# Trying something old school--ball making with shaped file



## Brian Rupnow (Dec 14, 2008)

Wife is out Christmas shopping---I'm playing. I am very happy with the way my governor worked, but the engine runs a tad faster than I like. According to theory, if the brass balls were a little heavier, the governor would run the engine a little slower. I want to find out, so I need to make a pair of brass balls one size bigger than the 1/2" chuck that Chuck gave me. I have been reading about how the old timers would anneal a flat file, drill a hole thru it, then use it as a form cutter. I have a whole drawer full of flat files that are worn out, so we are going to try this. I just heated one straw yellow, and its cooling as I type this.--Will keep you posted


----------



## Tin Falcon (Dec 14, 2008)

I know it is not as much fun but wouldn't it be easier to just cut a coil off the spring to adjust the RPM down? Correct me if I am wrong here.
Tin


----------



## kvom (Dec 14, 2008)

You could also make lead "washers" to go on the shafts above the balls.


----------



## rleete (Dec 14, 2008)

It looks to me like you enjoy making your own versions of things, so why not just make a ball turner? Then you can make several different sizes, and test to see what works best.


----------



## Brian Rupnow (Dec 14, 2008)

I found that if you took too much off the spring and made it too weak, then it didn't work as smoothly, and it did want to oscillate. Its too pretty to put lead washers on, (there isn't room anyways). And I don't really want to make a ball turner.---So---This is the old file after heating to cherry red and letting it cool on its own to aneal it.


----------



## Brian Rupnow (Dec 14, 2008)

Even after its annealed, its still pretty hard. I was able to drill it in 3 steps---first with a 1/4" regular drill, then with a 1/2" carbide cement drill I have, then after a bit more annealing, with a 9/16" ordinary drill. It was damn hard to cut with a hacksaw, so I used a 3" wheel on my air grinder.


----------



## Brian Rupnow (Dec 14, 2008)

Supplied records:
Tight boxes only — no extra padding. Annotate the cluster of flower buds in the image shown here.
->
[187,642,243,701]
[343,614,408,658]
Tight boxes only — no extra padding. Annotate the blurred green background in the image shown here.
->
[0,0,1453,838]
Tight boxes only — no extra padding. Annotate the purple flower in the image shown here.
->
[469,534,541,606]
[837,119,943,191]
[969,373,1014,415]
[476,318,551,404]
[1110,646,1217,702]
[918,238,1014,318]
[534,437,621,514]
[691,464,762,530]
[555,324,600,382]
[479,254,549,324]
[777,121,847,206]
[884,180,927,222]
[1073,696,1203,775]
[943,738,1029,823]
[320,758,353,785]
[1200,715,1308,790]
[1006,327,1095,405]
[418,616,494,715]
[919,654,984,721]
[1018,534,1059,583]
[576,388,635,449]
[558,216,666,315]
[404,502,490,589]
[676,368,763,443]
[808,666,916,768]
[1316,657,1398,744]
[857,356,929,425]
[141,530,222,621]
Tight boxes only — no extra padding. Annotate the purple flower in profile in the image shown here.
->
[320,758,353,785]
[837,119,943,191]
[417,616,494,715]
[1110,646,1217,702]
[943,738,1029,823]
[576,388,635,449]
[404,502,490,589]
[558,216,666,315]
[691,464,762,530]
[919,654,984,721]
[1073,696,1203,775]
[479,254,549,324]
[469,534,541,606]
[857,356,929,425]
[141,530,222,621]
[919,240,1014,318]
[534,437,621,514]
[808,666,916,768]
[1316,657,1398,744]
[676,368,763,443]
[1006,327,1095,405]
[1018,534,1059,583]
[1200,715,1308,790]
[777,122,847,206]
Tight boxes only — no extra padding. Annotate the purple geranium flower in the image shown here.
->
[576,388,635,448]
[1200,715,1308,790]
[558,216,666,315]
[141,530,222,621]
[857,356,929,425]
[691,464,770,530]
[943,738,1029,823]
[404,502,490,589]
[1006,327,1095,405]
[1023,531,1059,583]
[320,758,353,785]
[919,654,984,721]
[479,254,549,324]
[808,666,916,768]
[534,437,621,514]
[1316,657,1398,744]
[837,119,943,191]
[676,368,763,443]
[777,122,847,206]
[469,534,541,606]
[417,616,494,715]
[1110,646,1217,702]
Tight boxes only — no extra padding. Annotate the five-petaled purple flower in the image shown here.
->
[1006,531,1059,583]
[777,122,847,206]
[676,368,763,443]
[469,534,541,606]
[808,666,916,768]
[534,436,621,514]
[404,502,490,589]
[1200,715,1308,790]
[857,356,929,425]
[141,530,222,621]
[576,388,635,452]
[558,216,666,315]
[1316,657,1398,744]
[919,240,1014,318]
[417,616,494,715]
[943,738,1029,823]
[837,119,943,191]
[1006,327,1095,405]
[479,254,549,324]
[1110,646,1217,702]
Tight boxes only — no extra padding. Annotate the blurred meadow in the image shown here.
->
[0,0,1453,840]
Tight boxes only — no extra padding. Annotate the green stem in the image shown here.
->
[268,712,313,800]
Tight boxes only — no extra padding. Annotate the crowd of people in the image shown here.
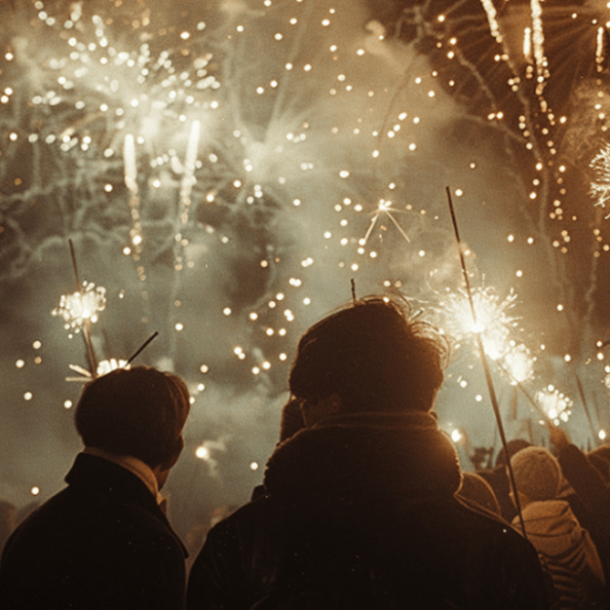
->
[0,297,610,610]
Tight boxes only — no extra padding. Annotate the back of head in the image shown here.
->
[510,446,562,501]
[75,366,190,468]
[290,297,449,413]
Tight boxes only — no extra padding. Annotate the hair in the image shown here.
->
[74,366,190,468]
[289,296,449,413]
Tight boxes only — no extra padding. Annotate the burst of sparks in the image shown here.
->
[358,199,411,246]
[51,282,106,332]
[440,287,517,360]
[501,344,536,384]
[536,385,573,425]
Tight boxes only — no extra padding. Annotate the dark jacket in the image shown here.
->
[187,413,547,610]
[0,454,185,610]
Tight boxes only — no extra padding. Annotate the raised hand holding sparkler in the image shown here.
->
[445,187,527,538]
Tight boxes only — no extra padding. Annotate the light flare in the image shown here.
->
[51,281,106,332]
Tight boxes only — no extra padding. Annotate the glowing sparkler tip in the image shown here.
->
[51,282,106,332]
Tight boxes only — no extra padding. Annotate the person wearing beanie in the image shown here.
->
[187,297,548,610]
[511,446,606,610]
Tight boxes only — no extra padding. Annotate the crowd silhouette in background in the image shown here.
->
[0,297,610,610]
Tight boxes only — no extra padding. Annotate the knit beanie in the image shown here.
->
[510,446,562,501]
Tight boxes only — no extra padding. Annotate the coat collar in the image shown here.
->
[65,453,188,557]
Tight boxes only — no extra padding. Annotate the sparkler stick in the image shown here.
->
[445,186,527,538]
[496,362,551,426]
[68,239,97,372]
[574,371,597,441]
[125,331,159,366]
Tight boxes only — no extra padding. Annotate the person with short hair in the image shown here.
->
[187,297,547,610]
[0,366,190,610]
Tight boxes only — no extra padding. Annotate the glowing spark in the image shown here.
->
[180,121,201,225]
[595,27,606,72]
[502,344,535,384]
[123,133,142,255]
[97,358,130,377]
[123,133,138,194]
[523,28,533,64]
[536,385,573,425]
[51,282,106,332]
[360,199,411,246]
[589,144,610,218]
[440,288,517,360]
[481,0,502,43]
[531,0,550,82]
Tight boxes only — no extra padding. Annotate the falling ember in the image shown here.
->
[195,445,210,460]
[439,288,517,360]
[123,133,138,194]
[180,121,201,225]
[531,0,550,83]
[536,385,573,425]
[523,28,534,64]
[51,282,106,332]
[481,0,502,43]
[123,133,142,260]
[589,144,610,218]
[595,27,606,72]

What the exercise asks:
From the ball-making thread above, write out the stretch from "I know it is" through "kvom (Dec 14, 2008)" word for word.

Final result:
I know it is not as much fun but wouldn't it be easier to just cut a coil off the spring to adjust the RPM down? Correct me if I am wrong here.
Tin


----------



## kvom (Dec 14, 2008)